§ **What the task asks**: Copy out, word for word, the lines of the data that begin with the one containing "palm tree positioned?" and run through the one containing "124,417 -> 648,750", including both of those lines.

— Start —

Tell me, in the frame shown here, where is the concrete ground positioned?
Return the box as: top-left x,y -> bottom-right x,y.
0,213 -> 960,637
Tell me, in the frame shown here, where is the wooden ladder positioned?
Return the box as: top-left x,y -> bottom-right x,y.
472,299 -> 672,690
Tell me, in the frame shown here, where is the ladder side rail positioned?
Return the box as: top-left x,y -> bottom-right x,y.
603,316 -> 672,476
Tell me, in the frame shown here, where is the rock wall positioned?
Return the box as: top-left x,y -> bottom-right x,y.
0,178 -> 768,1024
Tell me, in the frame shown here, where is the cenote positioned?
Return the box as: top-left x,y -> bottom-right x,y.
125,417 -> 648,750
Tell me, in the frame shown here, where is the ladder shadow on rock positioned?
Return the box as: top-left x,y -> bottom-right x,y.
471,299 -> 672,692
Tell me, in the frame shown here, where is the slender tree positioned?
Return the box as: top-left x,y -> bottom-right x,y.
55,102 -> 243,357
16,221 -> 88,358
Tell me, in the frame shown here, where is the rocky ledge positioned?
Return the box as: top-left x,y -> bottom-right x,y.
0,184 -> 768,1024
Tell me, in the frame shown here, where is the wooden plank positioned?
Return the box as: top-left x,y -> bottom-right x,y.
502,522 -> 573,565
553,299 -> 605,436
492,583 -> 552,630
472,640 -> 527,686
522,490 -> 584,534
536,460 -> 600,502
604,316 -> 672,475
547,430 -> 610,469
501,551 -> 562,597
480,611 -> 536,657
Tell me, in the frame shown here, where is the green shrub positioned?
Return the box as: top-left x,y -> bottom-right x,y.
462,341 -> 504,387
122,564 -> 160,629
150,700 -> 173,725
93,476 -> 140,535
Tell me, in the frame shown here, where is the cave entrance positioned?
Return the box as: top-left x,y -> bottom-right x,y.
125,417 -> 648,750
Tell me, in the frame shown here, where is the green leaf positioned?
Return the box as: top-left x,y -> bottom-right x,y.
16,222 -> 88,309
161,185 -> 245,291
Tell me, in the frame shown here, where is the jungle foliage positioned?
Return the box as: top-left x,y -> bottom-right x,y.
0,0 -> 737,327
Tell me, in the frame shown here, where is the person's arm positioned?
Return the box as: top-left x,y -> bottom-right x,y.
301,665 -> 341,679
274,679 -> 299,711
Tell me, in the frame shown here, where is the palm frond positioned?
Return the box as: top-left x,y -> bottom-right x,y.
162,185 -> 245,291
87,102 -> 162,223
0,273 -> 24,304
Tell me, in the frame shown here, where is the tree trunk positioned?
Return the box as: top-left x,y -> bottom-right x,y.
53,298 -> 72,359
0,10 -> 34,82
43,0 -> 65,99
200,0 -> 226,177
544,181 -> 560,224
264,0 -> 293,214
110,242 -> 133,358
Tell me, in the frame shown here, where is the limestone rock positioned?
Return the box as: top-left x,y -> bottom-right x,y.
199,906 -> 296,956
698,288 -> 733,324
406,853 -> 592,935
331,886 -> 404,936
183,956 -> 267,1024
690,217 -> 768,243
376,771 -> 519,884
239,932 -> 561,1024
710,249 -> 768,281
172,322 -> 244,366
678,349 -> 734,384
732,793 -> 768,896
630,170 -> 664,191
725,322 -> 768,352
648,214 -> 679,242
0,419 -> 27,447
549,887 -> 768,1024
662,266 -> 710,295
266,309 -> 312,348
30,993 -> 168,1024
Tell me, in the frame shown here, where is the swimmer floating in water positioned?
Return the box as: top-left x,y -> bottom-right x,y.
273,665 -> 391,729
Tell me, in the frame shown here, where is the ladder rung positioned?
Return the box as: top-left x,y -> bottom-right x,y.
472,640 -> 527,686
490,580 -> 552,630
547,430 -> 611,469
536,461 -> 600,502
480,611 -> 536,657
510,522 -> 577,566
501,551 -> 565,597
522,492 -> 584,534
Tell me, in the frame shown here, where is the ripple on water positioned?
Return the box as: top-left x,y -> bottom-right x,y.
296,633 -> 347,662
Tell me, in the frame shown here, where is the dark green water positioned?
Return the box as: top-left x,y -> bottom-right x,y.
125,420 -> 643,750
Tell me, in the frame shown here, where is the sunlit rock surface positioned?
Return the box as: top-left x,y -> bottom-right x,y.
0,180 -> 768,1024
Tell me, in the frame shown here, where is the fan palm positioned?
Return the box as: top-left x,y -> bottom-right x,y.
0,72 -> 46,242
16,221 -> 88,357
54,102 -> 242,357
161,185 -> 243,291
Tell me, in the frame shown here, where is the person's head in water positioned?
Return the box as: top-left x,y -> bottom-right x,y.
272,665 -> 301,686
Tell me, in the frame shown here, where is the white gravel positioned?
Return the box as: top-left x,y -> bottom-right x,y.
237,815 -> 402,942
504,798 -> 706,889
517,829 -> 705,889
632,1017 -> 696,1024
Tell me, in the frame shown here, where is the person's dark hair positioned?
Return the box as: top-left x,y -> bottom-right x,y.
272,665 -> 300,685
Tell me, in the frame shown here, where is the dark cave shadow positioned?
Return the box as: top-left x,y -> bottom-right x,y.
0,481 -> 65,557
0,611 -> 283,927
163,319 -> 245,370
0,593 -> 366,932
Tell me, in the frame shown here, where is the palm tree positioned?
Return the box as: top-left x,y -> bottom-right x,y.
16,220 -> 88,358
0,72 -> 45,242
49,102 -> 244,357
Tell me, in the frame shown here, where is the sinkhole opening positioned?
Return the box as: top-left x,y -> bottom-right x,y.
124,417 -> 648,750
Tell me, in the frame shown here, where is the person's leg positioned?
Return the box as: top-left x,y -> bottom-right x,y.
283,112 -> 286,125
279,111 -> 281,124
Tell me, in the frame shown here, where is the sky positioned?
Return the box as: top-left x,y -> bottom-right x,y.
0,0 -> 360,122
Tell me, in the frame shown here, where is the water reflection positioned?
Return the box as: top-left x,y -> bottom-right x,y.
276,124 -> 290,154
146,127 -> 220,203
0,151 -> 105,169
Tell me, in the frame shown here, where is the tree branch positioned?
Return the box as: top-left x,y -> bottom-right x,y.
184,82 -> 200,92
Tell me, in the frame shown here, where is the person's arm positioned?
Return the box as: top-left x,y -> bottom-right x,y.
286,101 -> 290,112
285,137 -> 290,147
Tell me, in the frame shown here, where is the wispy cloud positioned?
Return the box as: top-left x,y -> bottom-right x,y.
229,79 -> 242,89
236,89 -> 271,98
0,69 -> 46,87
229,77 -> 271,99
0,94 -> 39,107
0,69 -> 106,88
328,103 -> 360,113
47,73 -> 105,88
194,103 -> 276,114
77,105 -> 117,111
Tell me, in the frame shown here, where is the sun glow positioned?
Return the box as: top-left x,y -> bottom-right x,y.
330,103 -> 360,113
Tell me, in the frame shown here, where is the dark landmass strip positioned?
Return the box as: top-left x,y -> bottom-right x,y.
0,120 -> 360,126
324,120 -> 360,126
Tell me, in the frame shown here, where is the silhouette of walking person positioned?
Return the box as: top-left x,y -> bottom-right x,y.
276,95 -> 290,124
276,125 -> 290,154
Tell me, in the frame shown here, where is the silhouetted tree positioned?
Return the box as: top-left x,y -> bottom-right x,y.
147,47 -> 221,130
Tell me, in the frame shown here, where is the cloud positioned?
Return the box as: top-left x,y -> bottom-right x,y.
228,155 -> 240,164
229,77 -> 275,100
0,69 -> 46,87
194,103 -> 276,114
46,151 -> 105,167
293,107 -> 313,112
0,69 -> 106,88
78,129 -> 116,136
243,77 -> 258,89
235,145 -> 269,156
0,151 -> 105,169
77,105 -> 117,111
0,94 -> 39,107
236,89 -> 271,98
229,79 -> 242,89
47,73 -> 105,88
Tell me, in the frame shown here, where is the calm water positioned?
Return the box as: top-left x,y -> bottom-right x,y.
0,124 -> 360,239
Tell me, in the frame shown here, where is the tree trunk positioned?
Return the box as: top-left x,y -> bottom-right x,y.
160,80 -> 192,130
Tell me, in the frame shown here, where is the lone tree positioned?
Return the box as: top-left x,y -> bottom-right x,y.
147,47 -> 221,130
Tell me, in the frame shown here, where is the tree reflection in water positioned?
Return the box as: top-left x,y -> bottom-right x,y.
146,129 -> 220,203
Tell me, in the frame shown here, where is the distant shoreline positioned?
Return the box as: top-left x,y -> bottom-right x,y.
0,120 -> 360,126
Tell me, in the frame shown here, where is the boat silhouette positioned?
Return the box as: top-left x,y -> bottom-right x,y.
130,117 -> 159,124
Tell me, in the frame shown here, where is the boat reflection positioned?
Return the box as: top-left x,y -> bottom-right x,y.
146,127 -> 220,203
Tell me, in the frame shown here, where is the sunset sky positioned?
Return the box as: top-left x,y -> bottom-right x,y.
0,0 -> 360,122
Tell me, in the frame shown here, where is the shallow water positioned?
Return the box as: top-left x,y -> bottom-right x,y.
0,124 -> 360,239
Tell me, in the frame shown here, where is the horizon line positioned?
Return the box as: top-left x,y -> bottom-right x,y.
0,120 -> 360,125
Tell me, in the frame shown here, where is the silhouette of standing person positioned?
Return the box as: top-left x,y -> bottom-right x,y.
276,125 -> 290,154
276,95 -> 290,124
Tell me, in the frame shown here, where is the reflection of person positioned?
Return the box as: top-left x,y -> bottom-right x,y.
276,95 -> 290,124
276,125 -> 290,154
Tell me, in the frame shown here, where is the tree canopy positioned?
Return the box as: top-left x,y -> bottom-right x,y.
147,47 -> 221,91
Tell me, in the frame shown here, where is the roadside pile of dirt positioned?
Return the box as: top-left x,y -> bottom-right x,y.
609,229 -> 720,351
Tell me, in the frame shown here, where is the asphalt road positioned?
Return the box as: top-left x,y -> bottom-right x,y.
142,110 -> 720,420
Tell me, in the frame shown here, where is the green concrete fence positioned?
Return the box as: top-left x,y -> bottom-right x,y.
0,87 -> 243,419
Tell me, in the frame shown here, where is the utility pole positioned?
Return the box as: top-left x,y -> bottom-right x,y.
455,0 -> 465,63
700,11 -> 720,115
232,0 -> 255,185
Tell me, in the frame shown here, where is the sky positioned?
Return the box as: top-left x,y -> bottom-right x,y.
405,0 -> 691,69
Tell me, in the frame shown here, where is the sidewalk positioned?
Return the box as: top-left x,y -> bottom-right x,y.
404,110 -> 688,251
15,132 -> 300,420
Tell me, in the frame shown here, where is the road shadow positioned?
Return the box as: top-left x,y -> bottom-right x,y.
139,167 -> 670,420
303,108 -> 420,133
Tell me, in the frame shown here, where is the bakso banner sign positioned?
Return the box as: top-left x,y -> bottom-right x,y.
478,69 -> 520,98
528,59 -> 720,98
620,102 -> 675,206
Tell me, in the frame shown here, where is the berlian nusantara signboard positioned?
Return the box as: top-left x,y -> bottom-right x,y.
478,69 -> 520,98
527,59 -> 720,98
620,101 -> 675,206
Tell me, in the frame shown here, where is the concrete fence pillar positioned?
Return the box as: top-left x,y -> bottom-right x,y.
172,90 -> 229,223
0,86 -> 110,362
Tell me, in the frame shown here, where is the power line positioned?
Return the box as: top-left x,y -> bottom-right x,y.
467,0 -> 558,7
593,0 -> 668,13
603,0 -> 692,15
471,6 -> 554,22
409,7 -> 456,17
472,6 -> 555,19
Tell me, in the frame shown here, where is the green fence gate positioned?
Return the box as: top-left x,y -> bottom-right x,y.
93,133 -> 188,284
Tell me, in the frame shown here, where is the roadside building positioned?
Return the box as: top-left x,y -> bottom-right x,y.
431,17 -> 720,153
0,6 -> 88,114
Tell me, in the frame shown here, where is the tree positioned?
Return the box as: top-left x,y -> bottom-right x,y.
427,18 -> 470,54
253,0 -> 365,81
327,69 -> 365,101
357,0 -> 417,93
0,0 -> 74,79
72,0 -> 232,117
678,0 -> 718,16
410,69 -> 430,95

— End —

§ **Solution for this problem**:
Tell me, in the frame shown here, where is the palm tree positioned?
Return the box as: top-left x,y -> bottom-right x,y.
16,220 -> 88,358
0,72 -> 45,242
49,102 -> 244,357
Tell me, in the frame shown here, where is the sinkhole opening positioned?
Return the box as: top-left x,y -> bottom-right x,y.
124,417 -> 648,750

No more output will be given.